**Task goal**
Find the line containing "Category: blue pen" in the listing below. Repeat it exactly, along with each following line up to and including the one containing "Category: man's ear".

**The records**
************

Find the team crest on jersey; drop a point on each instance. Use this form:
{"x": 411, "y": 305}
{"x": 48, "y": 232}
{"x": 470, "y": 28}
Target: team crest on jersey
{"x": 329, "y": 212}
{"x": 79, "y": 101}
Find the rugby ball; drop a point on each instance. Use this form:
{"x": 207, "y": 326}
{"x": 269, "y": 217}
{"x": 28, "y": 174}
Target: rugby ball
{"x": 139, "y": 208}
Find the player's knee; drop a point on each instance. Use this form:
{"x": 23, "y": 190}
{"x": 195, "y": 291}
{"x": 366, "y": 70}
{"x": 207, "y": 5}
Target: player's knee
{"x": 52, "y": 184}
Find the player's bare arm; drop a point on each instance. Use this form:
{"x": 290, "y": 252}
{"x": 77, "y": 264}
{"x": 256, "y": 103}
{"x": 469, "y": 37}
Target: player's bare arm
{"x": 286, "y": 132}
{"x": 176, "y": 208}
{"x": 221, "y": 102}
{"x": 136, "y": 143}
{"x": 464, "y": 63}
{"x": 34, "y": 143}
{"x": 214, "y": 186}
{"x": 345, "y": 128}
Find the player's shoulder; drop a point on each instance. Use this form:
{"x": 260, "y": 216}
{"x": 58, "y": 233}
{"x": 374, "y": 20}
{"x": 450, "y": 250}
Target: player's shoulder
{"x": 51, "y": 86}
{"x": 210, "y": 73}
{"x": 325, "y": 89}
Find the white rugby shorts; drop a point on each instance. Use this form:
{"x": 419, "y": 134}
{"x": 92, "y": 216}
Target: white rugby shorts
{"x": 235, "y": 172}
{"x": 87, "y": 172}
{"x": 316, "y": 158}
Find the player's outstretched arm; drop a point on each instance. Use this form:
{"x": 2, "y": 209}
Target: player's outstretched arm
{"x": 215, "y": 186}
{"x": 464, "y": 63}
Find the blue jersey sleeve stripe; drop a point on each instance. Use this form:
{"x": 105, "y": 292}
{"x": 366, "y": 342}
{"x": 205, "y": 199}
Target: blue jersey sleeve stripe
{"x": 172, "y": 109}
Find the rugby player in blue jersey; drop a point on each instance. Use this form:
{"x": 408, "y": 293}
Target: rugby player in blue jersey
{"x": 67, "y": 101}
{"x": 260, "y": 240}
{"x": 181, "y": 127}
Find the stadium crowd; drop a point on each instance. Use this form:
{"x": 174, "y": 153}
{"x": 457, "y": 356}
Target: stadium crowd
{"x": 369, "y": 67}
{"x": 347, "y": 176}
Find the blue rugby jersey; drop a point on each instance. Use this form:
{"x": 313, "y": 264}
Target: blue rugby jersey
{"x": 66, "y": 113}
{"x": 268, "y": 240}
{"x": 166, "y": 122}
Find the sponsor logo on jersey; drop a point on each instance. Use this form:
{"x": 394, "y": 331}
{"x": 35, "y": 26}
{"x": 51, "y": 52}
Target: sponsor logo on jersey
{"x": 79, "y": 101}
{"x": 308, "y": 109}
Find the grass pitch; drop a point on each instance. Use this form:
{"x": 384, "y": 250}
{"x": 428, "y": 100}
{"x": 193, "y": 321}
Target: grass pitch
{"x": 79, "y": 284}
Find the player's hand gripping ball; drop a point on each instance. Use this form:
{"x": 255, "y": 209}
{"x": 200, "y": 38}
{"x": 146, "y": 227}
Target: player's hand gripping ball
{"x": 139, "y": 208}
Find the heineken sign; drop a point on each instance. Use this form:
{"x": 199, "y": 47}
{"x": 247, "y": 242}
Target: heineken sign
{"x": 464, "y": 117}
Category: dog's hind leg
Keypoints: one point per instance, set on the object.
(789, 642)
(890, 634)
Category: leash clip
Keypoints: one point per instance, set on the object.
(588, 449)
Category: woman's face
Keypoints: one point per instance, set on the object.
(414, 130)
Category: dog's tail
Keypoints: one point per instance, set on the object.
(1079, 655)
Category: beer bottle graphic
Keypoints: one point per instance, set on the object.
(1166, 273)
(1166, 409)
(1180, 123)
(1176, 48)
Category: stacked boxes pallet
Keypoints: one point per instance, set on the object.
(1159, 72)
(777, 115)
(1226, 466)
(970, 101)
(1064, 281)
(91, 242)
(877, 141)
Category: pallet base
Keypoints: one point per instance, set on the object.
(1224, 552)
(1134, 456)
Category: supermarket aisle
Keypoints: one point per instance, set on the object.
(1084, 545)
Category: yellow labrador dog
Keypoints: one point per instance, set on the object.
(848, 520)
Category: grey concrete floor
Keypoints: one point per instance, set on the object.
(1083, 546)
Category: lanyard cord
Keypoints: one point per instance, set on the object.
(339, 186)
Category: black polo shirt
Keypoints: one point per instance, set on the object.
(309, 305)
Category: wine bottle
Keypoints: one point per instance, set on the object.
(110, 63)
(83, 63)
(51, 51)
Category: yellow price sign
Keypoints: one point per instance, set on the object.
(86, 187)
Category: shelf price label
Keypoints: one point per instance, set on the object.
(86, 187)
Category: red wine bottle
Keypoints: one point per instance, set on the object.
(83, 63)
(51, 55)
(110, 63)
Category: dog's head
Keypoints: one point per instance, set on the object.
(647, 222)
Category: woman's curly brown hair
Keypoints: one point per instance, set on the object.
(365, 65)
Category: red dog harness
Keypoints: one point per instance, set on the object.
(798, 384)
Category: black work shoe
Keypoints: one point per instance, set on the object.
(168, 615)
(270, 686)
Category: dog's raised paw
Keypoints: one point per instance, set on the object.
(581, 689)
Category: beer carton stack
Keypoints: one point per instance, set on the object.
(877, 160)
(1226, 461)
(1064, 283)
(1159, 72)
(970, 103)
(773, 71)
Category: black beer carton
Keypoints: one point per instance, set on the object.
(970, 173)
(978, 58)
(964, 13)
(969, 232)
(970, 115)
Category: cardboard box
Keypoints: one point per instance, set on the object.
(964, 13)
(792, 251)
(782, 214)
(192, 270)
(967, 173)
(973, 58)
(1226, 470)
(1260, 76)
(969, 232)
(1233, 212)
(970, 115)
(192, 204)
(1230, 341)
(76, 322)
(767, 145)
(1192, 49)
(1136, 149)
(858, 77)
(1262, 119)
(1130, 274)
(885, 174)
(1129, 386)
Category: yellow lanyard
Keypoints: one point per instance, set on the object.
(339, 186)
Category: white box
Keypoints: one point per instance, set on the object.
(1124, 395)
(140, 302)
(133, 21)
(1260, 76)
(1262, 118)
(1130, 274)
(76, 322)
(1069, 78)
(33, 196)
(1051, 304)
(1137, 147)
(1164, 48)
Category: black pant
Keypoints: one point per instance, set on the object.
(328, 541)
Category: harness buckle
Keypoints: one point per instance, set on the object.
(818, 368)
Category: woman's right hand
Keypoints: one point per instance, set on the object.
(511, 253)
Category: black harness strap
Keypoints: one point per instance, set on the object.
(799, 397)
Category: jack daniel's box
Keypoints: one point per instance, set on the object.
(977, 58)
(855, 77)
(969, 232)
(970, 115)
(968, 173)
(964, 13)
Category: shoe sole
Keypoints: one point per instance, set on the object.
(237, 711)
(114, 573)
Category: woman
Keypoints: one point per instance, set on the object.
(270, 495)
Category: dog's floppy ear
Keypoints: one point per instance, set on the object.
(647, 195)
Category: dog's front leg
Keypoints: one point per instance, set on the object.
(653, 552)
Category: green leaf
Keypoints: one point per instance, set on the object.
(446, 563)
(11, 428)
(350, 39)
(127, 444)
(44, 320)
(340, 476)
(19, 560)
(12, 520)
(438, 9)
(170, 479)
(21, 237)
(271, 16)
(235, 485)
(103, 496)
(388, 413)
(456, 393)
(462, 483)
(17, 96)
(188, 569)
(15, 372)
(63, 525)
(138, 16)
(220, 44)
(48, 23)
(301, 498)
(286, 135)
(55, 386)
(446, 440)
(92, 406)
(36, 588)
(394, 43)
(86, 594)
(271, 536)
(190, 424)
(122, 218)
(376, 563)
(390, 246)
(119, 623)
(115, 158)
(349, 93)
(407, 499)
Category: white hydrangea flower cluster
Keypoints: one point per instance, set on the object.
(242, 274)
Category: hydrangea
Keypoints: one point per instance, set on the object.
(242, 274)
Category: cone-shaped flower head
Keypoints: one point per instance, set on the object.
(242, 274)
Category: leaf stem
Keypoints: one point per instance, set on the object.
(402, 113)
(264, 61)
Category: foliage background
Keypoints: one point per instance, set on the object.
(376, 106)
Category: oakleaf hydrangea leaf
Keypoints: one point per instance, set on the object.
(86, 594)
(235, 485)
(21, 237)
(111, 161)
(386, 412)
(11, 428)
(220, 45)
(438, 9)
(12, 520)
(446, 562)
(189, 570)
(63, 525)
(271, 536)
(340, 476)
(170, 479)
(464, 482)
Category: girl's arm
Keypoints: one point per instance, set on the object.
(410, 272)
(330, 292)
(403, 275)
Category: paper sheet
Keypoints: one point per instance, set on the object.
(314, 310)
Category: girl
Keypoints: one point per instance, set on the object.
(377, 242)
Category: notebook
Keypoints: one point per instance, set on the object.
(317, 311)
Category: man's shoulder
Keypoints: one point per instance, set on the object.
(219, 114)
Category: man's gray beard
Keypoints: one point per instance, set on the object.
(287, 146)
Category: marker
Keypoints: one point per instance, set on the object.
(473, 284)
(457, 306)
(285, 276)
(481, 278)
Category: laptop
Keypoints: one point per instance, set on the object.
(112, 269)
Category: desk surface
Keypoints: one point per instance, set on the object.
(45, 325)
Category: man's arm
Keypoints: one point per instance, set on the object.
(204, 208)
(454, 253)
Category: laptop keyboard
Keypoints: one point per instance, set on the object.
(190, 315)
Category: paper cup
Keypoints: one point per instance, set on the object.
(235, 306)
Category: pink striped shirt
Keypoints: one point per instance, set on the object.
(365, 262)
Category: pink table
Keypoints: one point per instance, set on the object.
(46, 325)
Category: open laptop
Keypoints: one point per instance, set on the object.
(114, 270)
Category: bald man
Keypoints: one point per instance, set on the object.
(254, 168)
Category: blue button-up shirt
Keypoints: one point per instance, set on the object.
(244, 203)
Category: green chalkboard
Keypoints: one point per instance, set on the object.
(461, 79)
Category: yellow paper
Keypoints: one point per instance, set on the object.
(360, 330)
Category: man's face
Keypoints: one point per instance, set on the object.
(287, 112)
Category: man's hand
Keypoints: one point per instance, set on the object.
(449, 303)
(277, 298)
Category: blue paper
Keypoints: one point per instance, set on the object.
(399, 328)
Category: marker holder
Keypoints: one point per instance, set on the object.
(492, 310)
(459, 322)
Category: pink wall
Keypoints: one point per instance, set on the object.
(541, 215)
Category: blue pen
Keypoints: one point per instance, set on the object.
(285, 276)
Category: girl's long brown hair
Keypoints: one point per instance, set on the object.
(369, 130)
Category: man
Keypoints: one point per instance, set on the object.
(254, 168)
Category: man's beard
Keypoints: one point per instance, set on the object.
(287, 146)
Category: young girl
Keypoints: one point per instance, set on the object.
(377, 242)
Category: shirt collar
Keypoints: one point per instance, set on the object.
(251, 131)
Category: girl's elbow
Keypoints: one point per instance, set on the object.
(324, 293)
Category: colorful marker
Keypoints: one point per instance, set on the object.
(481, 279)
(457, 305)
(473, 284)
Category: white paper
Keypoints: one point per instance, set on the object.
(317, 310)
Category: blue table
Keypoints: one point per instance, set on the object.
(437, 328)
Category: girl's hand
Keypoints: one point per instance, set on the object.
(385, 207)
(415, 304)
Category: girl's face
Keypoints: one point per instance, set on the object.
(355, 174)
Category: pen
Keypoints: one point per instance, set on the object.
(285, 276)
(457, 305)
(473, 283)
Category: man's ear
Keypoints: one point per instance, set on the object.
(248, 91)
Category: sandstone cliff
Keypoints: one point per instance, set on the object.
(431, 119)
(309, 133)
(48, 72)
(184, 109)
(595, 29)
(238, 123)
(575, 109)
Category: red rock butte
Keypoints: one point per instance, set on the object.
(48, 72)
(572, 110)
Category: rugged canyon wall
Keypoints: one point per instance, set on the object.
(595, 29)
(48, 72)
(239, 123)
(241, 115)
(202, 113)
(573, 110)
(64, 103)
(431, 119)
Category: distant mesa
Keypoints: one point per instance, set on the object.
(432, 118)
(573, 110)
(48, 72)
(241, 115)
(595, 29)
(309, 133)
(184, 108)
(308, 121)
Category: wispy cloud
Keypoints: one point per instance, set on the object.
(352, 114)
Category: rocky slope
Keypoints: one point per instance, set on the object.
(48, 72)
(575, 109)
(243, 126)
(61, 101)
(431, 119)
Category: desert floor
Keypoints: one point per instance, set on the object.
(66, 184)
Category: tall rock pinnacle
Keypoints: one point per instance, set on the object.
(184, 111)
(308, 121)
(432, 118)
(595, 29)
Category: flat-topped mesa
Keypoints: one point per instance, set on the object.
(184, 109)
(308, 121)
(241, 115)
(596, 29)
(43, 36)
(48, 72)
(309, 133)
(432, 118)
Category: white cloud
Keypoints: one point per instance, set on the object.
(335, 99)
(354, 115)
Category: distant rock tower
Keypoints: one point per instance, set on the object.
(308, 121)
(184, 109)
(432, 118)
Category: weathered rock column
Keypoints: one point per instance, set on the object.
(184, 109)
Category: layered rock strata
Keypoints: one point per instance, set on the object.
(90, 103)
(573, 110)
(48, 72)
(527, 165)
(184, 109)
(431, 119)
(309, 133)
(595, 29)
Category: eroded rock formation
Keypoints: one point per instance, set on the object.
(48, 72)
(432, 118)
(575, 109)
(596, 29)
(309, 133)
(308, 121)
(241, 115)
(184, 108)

************

**Exercise solution**
Category: blue pen
Keypoints: one point per instance, set on the object.
(285, 276)
Category: girl's long brown hair
Keypoints: one point per instance, set on the object.
(369, 130)
Category: man
Keypoints: one point per instance, set on the object.
(254, 168)
Category: man's beard
Keypoints: one point per instance, set on the object.
(287, 146)
Category: young girl
Keypoints: one point per instance, set on the object.
(377, 242)
Category: shirt collar
Keypoints: one point per instance, set on the object.
(251, 131)
Category: girl's elbow
Keypoints: one point per instance, set on the object.
(324, 293)
Category: colorful marker
Keypoints: one point per instance, set on the object.
(481, 279)
(457, 305)
(473, 284)
Category: white paper
Keypoints: one point per instance, set on the object.
(317, 310)
Category: blue table
Keypoints: one point per instance, set on the object.
(437, 328)
Category: girl's hand
Keypoints: one point per instance, set on the object.
(385, 207)
(415, 304)
Category: girl's face
Keypoints: one point per instance, set on the object.
(355, 174)
Category: pen
Keypoints: one point per instance, set on the object.
(285, 276)
(457, 305)
(473, 283)
Category: man's ear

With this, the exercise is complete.